[Dataset entries]
○ ○ ○ ○

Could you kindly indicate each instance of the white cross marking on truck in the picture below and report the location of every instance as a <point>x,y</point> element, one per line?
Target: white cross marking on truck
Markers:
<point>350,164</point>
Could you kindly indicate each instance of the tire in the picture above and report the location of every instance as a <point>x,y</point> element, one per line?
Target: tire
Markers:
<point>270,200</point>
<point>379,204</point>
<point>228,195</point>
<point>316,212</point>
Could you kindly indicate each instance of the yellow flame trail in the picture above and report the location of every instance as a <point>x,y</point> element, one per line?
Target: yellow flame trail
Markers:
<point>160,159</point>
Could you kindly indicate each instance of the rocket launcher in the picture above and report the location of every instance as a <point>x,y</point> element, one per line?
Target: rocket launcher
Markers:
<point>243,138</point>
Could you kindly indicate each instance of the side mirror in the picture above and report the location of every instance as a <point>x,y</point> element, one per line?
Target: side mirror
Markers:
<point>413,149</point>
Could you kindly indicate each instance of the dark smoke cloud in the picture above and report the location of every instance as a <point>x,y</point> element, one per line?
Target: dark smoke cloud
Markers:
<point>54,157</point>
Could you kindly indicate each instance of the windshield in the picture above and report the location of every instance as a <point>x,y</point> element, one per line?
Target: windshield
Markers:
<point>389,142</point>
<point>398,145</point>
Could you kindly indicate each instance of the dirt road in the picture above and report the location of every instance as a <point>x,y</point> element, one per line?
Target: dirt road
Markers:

○ ○ ○ ○

> What you will do
When a line of the records includes "smoke", that line belongs in the answer.

> Exercise solution
Could you kindly indicate each instance of the dark smoke cloud in the picture above and report the location of every instance as a <point>x,y</point> element, one per line?
Target: dark smoke cloud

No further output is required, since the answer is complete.